■ **ABOUT THIS EXERCISE**: For each entry, restate it word for word while omitting any image it holds.

■ **Natural language region descriptions**:
===============
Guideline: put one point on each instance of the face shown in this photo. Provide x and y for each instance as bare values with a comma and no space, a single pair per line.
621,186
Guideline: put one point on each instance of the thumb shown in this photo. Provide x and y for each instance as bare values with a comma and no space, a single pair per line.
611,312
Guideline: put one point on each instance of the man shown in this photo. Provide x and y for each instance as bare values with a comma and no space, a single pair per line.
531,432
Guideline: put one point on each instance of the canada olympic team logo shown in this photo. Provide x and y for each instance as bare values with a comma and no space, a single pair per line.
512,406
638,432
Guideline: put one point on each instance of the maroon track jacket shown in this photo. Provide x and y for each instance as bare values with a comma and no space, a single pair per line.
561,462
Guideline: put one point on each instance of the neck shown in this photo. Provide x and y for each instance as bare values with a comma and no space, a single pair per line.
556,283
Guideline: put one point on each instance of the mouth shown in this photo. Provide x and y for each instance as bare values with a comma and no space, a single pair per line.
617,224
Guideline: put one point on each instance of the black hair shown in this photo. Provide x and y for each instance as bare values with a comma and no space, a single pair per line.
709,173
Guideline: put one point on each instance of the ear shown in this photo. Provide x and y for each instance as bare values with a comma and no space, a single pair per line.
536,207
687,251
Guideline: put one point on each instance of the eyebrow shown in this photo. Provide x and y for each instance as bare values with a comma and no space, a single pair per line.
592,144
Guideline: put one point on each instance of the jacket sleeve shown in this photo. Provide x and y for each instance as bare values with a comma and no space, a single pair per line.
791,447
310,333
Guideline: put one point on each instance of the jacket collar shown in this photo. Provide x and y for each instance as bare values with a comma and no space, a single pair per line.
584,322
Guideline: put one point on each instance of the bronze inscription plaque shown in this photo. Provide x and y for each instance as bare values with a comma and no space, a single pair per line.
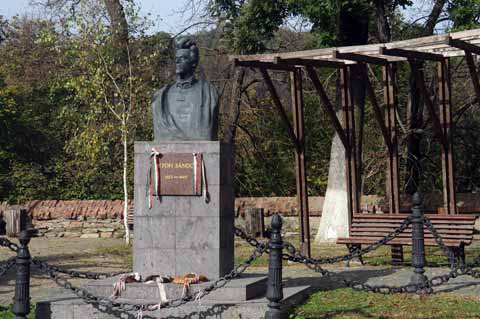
179,174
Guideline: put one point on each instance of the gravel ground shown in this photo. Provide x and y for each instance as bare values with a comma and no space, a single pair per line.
70,253
93,255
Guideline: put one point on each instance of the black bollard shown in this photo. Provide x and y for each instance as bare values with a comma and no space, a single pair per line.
274,283
21,301
418,242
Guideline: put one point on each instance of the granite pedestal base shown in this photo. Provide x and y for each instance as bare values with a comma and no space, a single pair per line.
241,298
185,234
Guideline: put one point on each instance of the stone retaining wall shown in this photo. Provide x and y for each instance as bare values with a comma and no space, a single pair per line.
103,218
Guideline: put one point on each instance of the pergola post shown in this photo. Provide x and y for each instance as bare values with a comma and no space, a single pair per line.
448,169
350,153
391,104
300,166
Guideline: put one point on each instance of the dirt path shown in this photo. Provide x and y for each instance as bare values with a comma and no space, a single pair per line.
110,255
69,253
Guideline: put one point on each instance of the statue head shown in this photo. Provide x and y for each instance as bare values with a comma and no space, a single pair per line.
186,57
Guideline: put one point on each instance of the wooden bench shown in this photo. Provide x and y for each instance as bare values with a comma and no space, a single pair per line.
130,219
455,230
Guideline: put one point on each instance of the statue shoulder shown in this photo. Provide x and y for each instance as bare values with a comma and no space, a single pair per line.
208,86
159,93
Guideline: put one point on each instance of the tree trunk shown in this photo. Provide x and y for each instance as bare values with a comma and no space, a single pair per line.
415,113
119,26
352,30
383,27
125,179
233,111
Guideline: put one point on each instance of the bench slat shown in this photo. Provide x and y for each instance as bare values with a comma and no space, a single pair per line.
389,221
455,217
360,240
409,230
382,234
369,228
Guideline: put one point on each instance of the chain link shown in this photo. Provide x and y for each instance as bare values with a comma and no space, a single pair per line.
7,266
7,243
112,305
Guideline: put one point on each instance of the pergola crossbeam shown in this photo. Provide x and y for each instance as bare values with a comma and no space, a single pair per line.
464,45
264,65
364,58
318,63
411,54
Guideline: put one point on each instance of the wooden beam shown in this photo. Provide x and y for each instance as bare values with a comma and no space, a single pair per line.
279,107
300,165
359,58
350,152
376,109
411,54
418,73
391,105
318,63
464,45
473,74
328,106
263,65
448,174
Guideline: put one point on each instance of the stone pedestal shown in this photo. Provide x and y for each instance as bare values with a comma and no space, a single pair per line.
184,234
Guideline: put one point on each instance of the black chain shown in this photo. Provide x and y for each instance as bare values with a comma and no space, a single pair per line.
7,243
7,266
111,305
383,289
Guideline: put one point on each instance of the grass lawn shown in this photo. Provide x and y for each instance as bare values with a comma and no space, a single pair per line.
347,303
6,313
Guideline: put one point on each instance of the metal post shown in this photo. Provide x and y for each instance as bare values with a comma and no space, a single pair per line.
418,242
21,300
274,283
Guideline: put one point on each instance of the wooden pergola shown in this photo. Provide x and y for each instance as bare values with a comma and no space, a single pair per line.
439,48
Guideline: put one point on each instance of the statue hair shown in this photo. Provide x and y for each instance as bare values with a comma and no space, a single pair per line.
188,44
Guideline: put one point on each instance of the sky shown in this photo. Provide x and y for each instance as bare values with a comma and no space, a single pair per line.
164,12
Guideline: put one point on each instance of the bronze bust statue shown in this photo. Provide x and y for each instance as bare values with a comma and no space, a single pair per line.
188,109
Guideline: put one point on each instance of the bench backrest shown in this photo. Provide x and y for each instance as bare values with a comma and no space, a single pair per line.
450,227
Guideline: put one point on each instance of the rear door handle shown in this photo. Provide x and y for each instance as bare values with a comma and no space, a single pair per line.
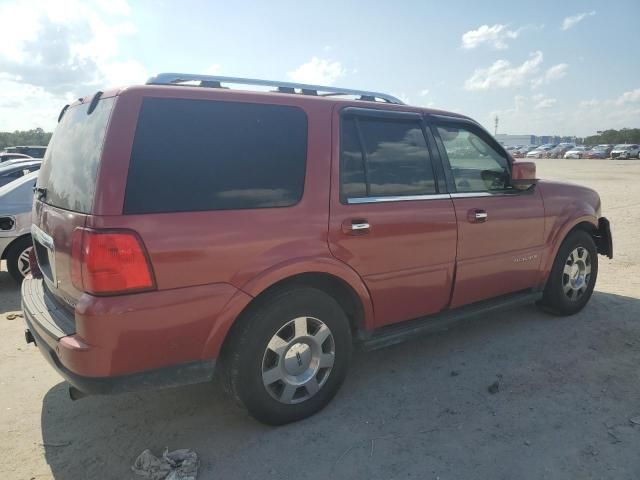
476,215
358,226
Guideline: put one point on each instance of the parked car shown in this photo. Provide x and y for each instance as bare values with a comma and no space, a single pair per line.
559,150
13,169
625,151
6,156
35,151
540,152
16,200
297,225
576,152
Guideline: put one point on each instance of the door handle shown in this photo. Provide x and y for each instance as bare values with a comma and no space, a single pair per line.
360,226
476,215
356,226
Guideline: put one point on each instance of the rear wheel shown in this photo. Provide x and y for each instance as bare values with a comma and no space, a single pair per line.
18,259
289,356
573,276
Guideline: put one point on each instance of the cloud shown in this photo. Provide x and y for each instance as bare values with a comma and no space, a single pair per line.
318,71
570,22
554,73
593,114
497,36
213,69
589,103
57,50
502,75
631,96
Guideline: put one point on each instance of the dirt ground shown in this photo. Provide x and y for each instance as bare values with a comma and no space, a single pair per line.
420,410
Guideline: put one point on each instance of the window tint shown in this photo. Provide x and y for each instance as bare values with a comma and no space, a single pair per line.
476,165
193,155
393,159
71,162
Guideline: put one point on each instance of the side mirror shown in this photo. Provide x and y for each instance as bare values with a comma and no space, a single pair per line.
523,175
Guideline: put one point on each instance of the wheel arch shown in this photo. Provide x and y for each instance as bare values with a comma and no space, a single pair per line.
8,248
329,276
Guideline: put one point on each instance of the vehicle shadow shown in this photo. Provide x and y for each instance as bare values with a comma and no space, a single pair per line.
404,411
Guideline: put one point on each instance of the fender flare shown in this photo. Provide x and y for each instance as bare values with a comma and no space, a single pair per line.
250,290
558,238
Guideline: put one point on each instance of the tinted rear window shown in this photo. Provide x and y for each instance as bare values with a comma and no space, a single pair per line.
194,155
70,165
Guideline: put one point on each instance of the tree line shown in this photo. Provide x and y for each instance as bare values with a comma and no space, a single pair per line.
626,135
37,136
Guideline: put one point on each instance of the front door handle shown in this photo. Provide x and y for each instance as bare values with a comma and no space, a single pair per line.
477,215
358,226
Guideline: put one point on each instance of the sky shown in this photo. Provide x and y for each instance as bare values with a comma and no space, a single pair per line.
544,67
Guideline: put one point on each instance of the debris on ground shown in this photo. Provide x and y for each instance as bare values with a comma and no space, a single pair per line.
177,465
494,387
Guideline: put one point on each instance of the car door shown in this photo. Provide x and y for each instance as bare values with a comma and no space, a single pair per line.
===============
■ **TASK RESPONSE**:
Guideline: put one point on each instance of the face shown in this photo. Provide x and y for each instance as bare values with a comma and no space, a single pair per line.
621,186
Guideline: put one point on each instance of the thumb shown in this photo. Provide x and y for each instance as bare values with a comma and no space, a single pair per line.
611,312
Guideline: put one point on each instance of the man shown in this photo. Provide x and y for each instance as bare values with a comma and no space, a single pair per line.
531,432
Guideline: put one point on each instance of the canada olympic team logo shown in this photo. Provide x and y for each instance as bare values with a comma and no space, a single pair per line.
512,406
638,432
Guideline: put one point on each instance of the maroon track jacket shown in this photo. Provide x and y for each instance as bare values with a comma and no space, a single pair per line.
561,462
Guideline: put one point on each instance of the neck shown in this photo. Provide x and y for each instance as bare values with a comma and no space, a single pair per line.
556,283
Guideline: put one point on each instance of the mouth shown in this photo. Provide x and y for each instance as bare values with a comma and no space, a single pair per line.
617,224
Guideline: put one point on each instance of the black hair shown in this photo. Provide x and y for each instance as bare values with a comma and no space, a single pair per line.
709,173
Guideline: put one point on each instance of the ear shown in this photo. Provide x and y for each instance as bare values with a comma and no space, a single pair per line.
536,207
687,251
Guideline: put one point on each instance of the eyebrow shown in this photo. Provide x and y for each instance as bare values with a comma and no space, a single pair per line.
592,144
Guideline: put one point on each instance of the jacket sleeve shown in this photo. Provide x and y for each instance as bare values with a comma and no space, a single pair per line.
791,447
310,333
Guideline: put one point on each instance of the jacket collar shown in this photo. Provide x and y for each instance as bare values with a comma and no space, a single pair per line.
584,322
Guideline: put one point on each instance of the bronze inscription plaque shown in this photo. Provide x and y for each instance as bare values with a comma and no space, a single pair per line.
179,174
Guideline: put one point on each instance of the gravel ground shown in this photo. Provide x and y for each instance as bare values with a comma and no space, a single pair per line.
70,253
93,255
Guideline: put one point on each instance of the black bollard shown in this photo. Provide x and y for each instance as bare values with a comma and no space, a single pair per line.
274,283
21,301
418,242
Guideline: put one point on each instance of the granite pedestal base shown in this photo. Provide x and y for each instance as bare values with a comma and no space, a single pair per line.
241,298
185,234
Guideline: put one point on each instance of the stone retaining wall shown in this photo. Provide x and y for each instance as bare values with a comma and no space, a single pair per line.
103,218
Guideline: put one point on each instance of the pergola post shown in this photo. Provide x and y for each instance as bare values with a comma and no space, a single pair per line.
448,169
350,153
391,104
300,166
Guideline: put one point on each instance of the dirt path shown in this photo. Provide x and y for each instance as bare values with a comma and no space, a single pair per line.
110,255
69,253
Guideline: put one point on each instance of the statue head shown in this photo. Provide x and y for each instance as bare values with a comma and no space, a single pair per line.
186,57
Guideline: put one point on each instance of the wooden bench shown in this photo. Provide x and y for each instance as bare values with a comma and no space, a single pair per line.
130,219
455,230
Guideline: put one point on each instance of the statue shoulder shown in this photo. Provide x and y for each instance as bare values with a comma and no space, a single pair per line.
208,86
159,93
Guideline: put one point on each instance of the tree trunk shown in this photo. Provide x and y for each instance as bare values with a comma and no space, a single pair per line.
415,113
119,26
352,30
383,27
125,179
233,111
Guideline: put one point on each instance of the bench slat shown in this photo. Provide x and y for each instance as bare values with a comma and no space, a single pair per line.
389,221
455,217
360,240
409,230
382,234
369,228
Guideline: put one point on each instance of the chain link shown in this photo. Provide x and y for each instance as bare values with a comma and no space, a single pair per line.
7,266
7,243
112,305
Guideline: put one point on each instance of the pergola crossbeam shown in this photo. Provide x and y for each instance as bare values with a comma and no space, a single pair per line.
464,45
264,65
364,58
318,63
411,54
Guideline: put one point on each instance of the wooden beam shown in this photo. Provide x and y for each instance as bare values with a comma and no space, a single pair per line.
279,107
300,165
359,58
350,152
376,109
411,54
418,73
391,105
318,63
464,45
473,74
328,106
263,65
448,174
Guideline: put one point on each instance of the stone pedestal shown in this photo. Provide x and y for each instance as bare values with a comma and no space, a single pair per line.
184,234
Guideline: put one point on each instance of the black chain shown in this photo. Provide x and y for each instance as bare values with a comma and no space, a single pair per line.
7,243
7,266
111,305
383,289
Guideline: put one point on each instance of the grass lawn shown in this photo. Provide x and y for each instance as bare values with a comma and no space, a single pair per line.
347,303
6,313
Guideline: put one point on each instance of the metal post shown in this photo. Provide x and y for each instance as bare values with a comma and no space, a single pair per line.
418,242
21,300
274,283
Guideline: put one point on each instance of the wooden pergola shown in this photo. Provide x and y for each instance as bare values with a comma and no space, a single pair per line.
439,48
Guideline: put one point on each instance of the statue hair shown in this photo. Provide x and y for each instance as bare values with a comma and no space, a single pair per line.
188,44
Guideline: put one point on each instance of the sky shown in this photo. Provide x and y for each instance as bare values with a comma and no space, a single pair per line.
164,12
Guideline: put one point on each instance of the bronze bust statue shown in this photo. Provide x and y for each instance as bare values with a comma and no space, a single pair per line.
188,109
Guideline: put one point on each instance of the bench backrest shown in this photo. Provide x and y for each instance as bare values with a comma and no space, a single pair per line.
450,227
Guideline: put one point on each instance of the rear door handle shown in this photo. Provide x and y for each instance as bare values with a comma and no space, a single pair per line.
476,215
358,226
Guideline: put one point on each instance of the parked car shown in this photo. Provide x and y for each instance as bare values with a comma and no space, a single pair per line.
559,150
13,169
625,151
6,156
35,151
540,152
16,200
297,225
576,152
Guideline: put one point on each instance of the door handle shown in this photo. Provide x and y for each instance as bare values with a comma and no space, a single pair per line.
360,226
476,215
356,226
Guideline: put one point on each instance of the rear wheel shown in this photo. Provide x and y for each instance as bare values with a comma and no space, a single pair per line.
18,259
289,356
573,276
Guideline: put one point on each instance of the cloud shown in this photo. Provide x and y for each instance as bare values with a comma and no space, a single pair per line.
318,71
570,22
554,73
593,114
497,36
213,69
589,103
57,50
502,75
631,96
Guideline: put one point on each instance of the dirt ground shown in this photo. Provide x and y for each instance as bare values with a comma and no space, a single pair per line.
420,410
Guideline: put one point on each instance of the window tint shown in this photo. Provide x and y for each instance as bare values with a comma and no space, a single pair per line.
476,165
193,155
393,159
71,162
Guideline: put one point on each instance of the side mirror shown in this photo. Provide x and y for each instance as bare values with a comma and no space, a single pair per line.
523,175
Guideline: put one point on each instance of the wheel arch shown in this photo. Provide x and y for each instance as bare values with a comma and no space, a single pair per line.
8,248
329,276
Guideline: put one point on each instance of the vehicle shadow shown in this photo. Provide x and y for each instance as bare values with a comma and no space, a single pair per line.
404,411
Guideline: put one point on each instance of the fender flare shown in this photo. Provide x and y for each instance as bare values with a comma and no space, a single pair per line.
250,290
558,238
Guideline: put one point on each instance of the tinted rear window shown in this photo. Provide x and y for each instance as bare values with a comma and no space, a single pair per line.
194,155
70,165
Guideline: put one point on each instance of the tree line shown in this photo. Provide x and y for each instance as bare values with a comma and no space, a single pair per line.
626,135
37,136
Guideline: put one point on each instance of the front door handle shown in this photo. Provide x and y for each instance as bare values with a comma and no space, a single pair per line.
477,215
358,226
Guideline: put one point on each instance of the sky shown in this photo. Provide x and y for each instance as bare values with a comma and no space, a single pair per line.
544,67
Guideline: put one point on each instance of the debris on ground shown in this photo. Provide x and y for each instance as bare values with a comma and no space, a single pair per line.
177,465
494,387
Guideline: put one point on each instance of the car door shown in this photo. Provide x and y for each instance as bare values with a comma and no space, a single pair per line.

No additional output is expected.